> Excerpted passage
27/03/2021

[Python] Sentiment analysis with NLTK

NLTK is an interesting and powerful Python library to perform text analysis. A common use case is to perform sentiment analysis of some text.


While the configuration can go very deep, here is a sample application to analyse the sentiment of online posts written in English. The first time you execute your program, you will be prompted to download data for NLTK, choose the one that best fits your use case.

 import nltk  
 from nltk.sentiment import SentimentIntensityAnalyzer  
   
 #common words that have no impact on the overall analysis  
 stopwords = nltk.corpus.stopwords.words("english")  
 sia = SentimentIntensityAnalyzer()  
   
 #strip the STRING text only to relevant words  
 text = ""  
 for word in STRING.split():  
  #stopwords are all provided to us in lowercase  
  if word.lower() not in stopwords:  
   text += word + " "

> Information provided
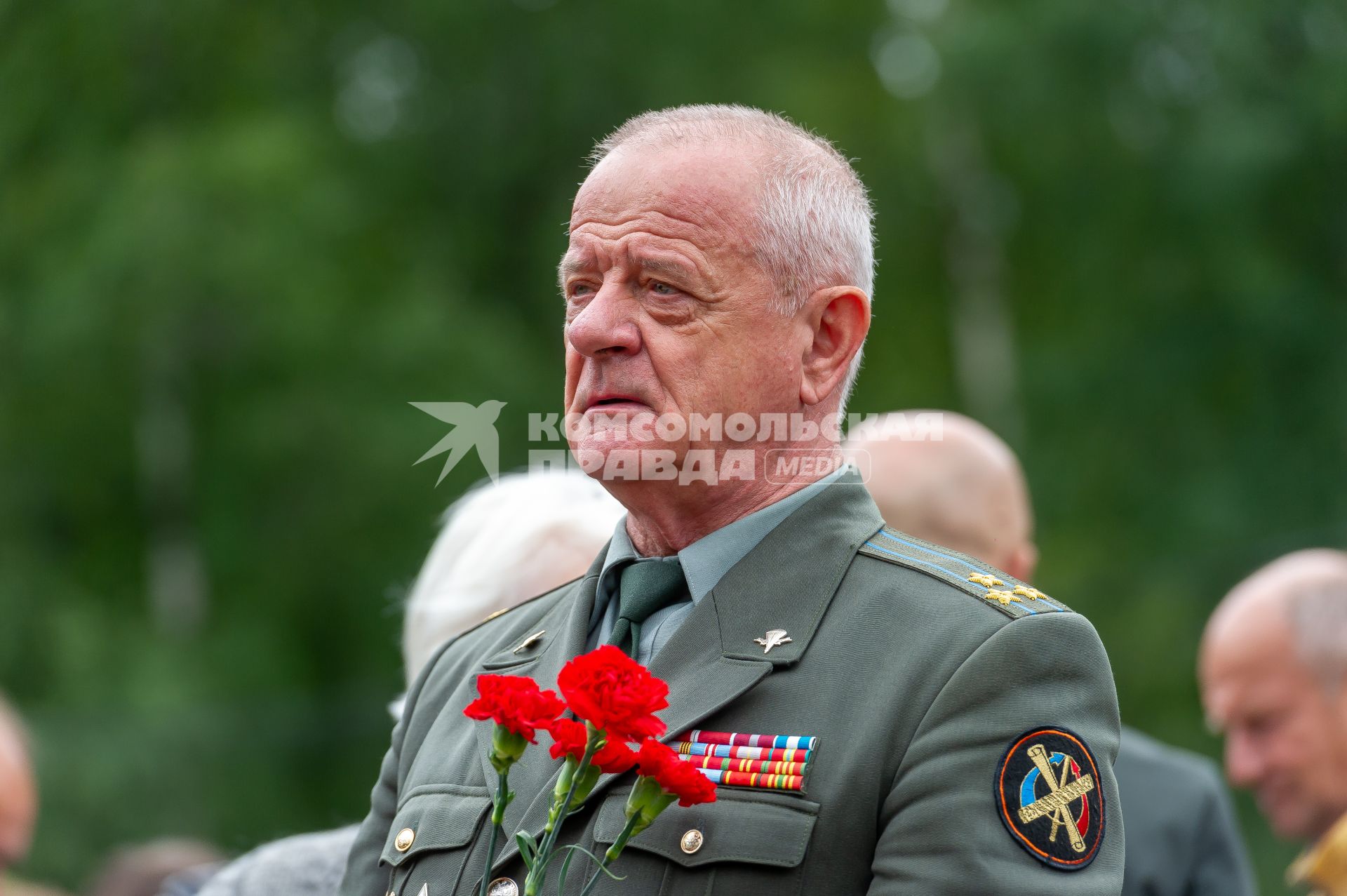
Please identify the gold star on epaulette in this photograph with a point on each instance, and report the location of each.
(1032, 593)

> What to do
(1) Answer these questions using the NLTK sentiment analysis page.
(a) What common use case of NLTK does the page name?
(b) What happens the first time the program is executed?
(c) According to the code comment, why is each word lowercased before it is checked against the stopwords?
(2) Carry on the NLTK sentiment analysis page from its last line.

> Task answers
(1)
(a) Sentiment analysis of some text.
(b) You are prompted to download data for NLTK and choose the one that best fits your use case.
(c) The stopwords are all provided in lowercase.

(2)
 #get overall sentiment in this post  
 sentiment = sia.polarity_scores(text)["compound"]  


An honorable mention goes to the pyenchant library, which uses Enchant spellchecker dictionaries and allows to check whether a string is a word in a given language. Additionally, it will match ignoring weird casing:

 import enchant  
   
 english_words = enchant.Dict("en_US")  
 if english_words.check(STRING):  
  #this is an english word  

[Python] Access Twitter tweets with Tweepy

To programmatically access Twitter tweets, you can use Python's Tweepy library.


You must login to Twitter, then apply for developer access. The process is a bit delayed since you will need to wait for Twitter to approve your request (maybe even reply to their emails with additional info), but in general for academic/testing purposes, the approval process takes about 1 week.


Once you're set it is simply a matter of:

 import tweepy  
   
 twitter_auth = tweepy.AppAuthHandler(TWITTER_KEY, TWITTER_SECRET)  
 #twitter limits frequency of polls, we need to slow down automatically. You have about 900 requests/15 minutes  
 twitter_api = tweepy.API(twitter_auth, wait_on_rate_limit=True, wait_on_rate_limit_notify=True)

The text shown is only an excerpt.